▸ Texto fornecido

O delegado titular Severino Vasconcellos deixou o cargo no final da semana passada e, diante disso, não chegou a se debruçar sobre as investigações envolvendo os recentes arrastões. Com isso, o prosseguimento do trabalho ficará sob a coordenação de um novo delegado.
A Secretaria de Segurança Pública (SSP) nega que isso irá atrasar o andamento das investigações e afirma que as diligências seguem sendo feitas pelas equipes do 77º DP. “A Polícia Civil da região central da capital informa que todas as investigações seguem em andamento”, afirma a pasta.
O governo Tarcísio de Freitas (Republicanos) tem promovido alterações em cargos de chefia de delegacias e departamentos da Polícia Civil. Recentemente, o titular da 1ª Seccional do Centro, responsável pelas ações na Cracolândia, também foi trocado.
Onda de arrastões
Em menos de 15 dias, ao menos três bares cujos responsáveis o Metrópoles conversou na última semana confirmam que foram alvo de assaltos cometidos por ladrões armados. Os estabelecimentos ficam a uma distância de menos de 500 metros uns dos outros.
Testemunhas e moradores, no entanto, relataram à reportagem a ocorrência de ao menos outras duas ações parecidas desde o final de dezembro: um outro bar e um estacionamento também teriam sido alvos de arrastões, mas a informação não foi confirmada pelos proprietários. Também há relatos em redes sociais.

▸ Objetivo 1
Resuma o texto fornecido em duas frases.

▸ Dados registrados
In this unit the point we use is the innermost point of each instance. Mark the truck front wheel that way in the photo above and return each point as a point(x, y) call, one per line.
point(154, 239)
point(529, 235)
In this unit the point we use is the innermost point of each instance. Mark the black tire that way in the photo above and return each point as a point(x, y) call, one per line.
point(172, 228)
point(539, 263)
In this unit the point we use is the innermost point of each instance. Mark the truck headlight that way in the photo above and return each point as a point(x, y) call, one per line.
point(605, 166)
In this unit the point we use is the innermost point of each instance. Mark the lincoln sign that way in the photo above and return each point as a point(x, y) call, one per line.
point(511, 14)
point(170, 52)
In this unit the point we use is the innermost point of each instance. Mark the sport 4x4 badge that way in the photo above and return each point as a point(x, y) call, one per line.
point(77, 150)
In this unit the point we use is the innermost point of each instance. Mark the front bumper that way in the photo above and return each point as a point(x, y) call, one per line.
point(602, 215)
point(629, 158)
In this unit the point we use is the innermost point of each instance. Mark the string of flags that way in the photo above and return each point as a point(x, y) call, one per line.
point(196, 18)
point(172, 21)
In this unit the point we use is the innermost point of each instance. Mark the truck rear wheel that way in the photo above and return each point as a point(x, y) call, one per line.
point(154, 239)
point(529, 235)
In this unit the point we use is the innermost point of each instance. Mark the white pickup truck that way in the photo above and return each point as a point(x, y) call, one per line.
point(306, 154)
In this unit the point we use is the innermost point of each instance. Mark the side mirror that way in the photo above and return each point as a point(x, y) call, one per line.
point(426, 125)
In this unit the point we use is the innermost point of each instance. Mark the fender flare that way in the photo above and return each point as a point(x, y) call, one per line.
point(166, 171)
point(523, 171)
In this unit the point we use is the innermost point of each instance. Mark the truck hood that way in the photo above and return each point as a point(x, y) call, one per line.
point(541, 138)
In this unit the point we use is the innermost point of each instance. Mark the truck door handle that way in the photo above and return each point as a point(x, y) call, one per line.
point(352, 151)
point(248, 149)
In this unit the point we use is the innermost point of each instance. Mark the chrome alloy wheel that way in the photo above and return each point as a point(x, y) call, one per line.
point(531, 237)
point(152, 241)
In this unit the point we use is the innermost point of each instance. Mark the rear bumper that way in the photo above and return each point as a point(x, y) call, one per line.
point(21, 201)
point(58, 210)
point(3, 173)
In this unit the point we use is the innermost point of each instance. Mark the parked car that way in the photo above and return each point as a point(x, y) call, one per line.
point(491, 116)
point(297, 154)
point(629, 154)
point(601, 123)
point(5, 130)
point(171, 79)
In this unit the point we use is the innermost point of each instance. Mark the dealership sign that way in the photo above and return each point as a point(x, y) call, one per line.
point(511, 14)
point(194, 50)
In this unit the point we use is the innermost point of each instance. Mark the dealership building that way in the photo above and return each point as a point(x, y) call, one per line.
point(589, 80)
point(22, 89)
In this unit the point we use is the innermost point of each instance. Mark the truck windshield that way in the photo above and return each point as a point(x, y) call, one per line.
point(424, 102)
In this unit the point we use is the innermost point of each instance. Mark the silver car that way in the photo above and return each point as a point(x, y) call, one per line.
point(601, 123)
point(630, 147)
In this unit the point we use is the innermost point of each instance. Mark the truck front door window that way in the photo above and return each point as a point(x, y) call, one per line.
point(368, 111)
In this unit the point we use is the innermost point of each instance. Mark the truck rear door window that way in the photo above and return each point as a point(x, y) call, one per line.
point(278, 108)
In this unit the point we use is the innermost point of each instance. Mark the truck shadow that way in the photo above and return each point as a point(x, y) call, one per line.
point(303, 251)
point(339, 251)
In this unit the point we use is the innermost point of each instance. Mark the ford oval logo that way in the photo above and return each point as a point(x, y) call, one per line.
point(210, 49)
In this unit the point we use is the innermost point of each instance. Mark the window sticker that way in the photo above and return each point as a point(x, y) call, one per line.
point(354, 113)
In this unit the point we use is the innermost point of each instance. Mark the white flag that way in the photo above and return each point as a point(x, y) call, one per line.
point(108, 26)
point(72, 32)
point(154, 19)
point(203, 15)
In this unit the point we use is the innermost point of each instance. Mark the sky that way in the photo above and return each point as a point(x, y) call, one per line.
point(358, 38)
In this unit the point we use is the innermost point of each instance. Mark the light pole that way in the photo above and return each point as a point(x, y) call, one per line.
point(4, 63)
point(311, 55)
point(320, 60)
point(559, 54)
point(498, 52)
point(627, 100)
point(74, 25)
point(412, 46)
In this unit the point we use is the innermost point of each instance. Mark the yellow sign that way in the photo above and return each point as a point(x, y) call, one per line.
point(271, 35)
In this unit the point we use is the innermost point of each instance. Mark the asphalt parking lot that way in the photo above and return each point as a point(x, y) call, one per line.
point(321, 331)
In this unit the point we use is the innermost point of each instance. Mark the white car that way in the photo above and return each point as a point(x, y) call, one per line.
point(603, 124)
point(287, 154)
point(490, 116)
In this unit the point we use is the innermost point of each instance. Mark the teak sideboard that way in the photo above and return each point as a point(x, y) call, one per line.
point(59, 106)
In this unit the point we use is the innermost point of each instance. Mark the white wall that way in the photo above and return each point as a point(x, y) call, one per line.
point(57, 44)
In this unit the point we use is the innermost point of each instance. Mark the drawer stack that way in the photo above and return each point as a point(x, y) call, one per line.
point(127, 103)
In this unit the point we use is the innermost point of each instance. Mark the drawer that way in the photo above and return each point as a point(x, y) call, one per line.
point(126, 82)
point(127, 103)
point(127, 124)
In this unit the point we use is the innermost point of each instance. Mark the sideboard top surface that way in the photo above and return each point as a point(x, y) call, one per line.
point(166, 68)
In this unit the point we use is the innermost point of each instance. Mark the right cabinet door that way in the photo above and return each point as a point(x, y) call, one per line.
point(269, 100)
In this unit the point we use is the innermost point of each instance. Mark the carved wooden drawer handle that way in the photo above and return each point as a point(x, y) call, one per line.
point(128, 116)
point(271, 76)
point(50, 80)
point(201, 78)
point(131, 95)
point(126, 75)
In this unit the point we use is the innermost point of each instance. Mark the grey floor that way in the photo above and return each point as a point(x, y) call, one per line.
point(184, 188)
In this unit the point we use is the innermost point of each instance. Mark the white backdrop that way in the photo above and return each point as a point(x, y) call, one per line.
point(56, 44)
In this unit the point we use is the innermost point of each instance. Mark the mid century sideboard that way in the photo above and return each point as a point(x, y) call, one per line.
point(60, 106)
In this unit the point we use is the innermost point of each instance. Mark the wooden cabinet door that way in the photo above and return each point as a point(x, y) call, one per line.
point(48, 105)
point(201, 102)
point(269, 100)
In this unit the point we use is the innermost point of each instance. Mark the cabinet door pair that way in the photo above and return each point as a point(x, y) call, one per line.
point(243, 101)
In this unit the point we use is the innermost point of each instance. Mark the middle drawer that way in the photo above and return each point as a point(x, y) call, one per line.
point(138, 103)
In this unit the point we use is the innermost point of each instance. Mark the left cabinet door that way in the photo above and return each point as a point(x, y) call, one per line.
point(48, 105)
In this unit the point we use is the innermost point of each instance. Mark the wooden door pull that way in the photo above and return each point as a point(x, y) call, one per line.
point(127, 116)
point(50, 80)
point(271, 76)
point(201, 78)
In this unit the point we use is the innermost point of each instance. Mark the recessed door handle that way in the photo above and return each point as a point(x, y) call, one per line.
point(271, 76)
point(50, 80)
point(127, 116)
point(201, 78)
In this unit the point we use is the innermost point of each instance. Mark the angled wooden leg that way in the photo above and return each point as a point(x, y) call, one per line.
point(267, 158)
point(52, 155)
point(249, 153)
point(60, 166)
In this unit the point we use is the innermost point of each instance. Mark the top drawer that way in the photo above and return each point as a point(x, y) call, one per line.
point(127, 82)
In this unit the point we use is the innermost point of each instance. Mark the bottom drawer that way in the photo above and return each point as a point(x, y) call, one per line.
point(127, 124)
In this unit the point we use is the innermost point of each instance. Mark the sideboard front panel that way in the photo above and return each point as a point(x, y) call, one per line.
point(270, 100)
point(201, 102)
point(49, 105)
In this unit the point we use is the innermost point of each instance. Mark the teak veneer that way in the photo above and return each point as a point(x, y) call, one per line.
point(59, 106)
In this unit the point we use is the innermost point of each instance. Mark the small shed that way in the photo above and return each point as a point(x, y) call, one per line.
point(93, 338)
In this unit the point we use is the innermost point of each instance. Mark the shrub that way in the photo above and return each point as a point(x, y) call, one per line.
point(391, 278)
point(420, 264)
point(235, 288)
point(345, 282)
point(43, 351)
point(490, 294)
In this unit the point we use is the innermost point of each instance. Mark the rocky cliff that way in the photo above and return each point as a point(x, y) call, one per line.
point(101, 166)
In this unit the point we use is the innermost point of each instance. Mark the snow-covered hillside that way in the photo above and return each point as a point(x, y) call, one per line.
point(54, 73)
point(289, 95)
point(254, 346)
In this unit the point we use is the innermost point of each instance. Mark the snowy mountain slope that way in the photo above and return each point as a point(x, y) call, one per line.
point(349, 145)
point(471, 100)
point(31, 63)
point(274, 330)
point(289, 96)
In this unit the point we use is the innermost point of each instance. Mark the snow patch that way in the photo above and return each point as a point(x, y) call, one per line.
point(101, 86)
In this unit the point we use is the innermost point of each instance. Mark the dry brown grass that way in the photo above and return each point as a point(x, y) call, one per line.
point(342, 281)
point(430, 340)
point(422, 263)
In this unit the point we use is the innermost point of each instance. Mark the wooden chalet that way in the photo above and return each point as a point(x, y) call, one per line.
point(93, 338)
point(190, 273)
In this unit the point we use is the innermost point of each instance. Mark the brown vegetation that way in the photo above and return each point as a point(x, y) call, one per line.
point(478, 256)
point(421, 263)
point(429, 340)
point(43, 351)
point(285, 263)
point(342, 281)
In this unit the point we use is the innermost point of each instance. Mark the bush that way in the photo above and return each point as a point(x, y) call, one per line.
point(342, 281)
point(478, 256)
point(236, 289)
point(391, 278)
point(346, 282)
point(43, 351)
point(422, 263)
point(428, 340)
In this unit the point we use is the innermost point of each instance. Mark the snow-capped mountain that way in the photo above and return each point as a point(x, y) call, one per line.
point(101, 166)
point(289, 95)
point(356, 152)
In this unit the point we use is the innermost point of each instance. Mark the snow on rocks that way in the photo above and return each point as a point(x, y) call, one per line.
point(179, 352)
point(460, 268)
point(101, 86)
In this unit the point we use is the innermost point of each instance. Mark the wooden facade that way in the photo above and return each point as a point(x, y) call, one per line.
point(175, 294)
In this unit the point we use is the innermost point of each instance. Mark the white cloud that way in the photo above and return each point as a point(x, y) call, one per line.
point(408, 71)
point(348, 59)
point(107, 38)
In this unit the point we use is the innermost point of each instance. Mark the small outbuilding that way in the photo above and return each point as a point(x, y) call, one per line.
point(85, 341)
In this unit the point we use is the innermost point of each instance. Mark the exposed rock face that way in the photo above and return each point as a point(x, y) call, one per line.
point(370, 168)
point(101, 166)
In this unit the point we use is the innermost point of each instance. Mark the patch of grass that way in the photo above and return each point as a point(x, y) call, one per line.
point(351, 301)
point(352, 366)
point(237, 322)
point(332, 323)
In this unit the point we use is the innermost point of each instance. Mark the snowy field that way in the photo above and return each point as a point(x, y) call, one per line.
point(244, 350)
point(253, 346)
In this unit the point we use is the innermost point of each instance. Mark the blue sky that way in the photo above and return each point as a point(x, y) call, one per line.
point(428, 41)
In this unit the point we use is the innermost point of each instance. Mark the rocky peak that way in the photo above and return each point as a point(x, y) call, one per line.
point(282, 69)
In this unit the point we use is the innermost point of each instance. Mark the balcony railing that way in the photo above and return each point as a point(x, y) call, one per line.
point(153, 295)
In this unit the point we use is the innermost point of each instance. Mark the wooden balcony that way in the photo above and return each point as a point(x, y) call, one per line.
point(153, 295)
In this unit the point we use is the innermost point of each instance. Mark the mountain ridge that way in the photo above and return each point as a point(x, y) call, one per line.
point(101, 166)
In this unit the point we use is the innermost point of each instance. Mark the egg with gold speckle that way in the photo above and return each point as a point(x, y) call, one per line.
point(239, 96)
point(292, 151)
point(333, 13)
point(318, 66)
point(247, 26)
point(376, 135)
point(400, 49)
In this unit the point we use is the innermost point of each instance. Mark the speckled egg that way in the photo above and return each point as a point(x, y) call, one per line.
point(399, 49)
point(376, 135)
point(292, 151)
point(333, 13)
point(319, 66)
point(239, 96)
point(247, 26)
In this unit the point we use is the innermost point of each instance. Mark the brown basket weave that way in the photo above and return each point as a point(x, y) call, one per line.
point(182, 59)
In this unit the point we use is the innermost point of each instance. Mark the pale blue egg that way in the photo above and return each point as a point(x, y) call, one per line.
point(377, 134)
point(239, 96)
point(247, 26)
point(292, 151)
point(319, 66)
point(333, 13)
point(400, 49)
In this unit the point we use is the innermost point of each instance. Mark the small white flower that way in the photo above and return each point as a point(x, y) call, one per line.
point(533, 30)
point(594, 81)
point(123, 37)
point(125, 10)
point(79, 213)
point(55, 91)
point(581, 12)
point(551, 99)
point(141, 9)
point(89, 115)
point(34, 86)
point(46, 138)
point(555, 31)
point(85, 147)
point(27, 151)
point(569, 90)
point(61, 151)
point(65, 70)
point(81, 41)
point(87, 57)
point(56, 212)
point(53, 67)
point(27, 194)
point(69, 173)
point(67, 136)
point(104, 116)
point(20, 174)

▸ Objetivo 2
Nas entradas, troque "innermost" por "central" entre a linha que contém "the brown vegetation" e a linha que contém "point(356, 152)", inclusive. Reescreva somente essas linhas, sem nenhuma outra alteração.

▸ Resposta final 1
O delegado titular Severino Vasconcellos deixou o cargo no final da semana passada sem chegar a se debruçar sobre as investigações dos recentes arrastões, que ficarão sob a coordenação de um novo delegado, embora a SSP negue atraso e afirme que as diligências seguem sendo feitas pelas equipes do 77º DP. Em menos de 15 dias, ao menos três bares situados a menos de 500 metros uns dos outros confirmaram ter sido alvo de assaltos cometidos por ladrões armados, e testemunhas e moradores relatam ao menos outras duas ações parecidas desde o final de dezembro.

▸ Resposta final 2
In this unit the point we use is the central point of each instance. Mark the brown vegetation that way in the photo above and return each point as a point(x, y) call, one per line.
point(478, 256)
point(421, 263)
point(429, 340)
point(43, 351)
point(285, 263)
point(342, 281)
In this unit the point we use is the central point of each instance. Mark the bush that way in the photo above and return each point as a point(x, y) call, one per line.
point(342, 281)
point(478, 256)
point(236, 289)
point(391, 278)
point(346, 282)
point(43, 351)
point(422, 263)
point(428, 340)
In this unit the point we use is the central point of each instance. Mark the snow-capped mountain that way in the photo above and return each point as a point(x, y) call, one per line.
point(101, 166)
point(289, 95)
point(356, 152)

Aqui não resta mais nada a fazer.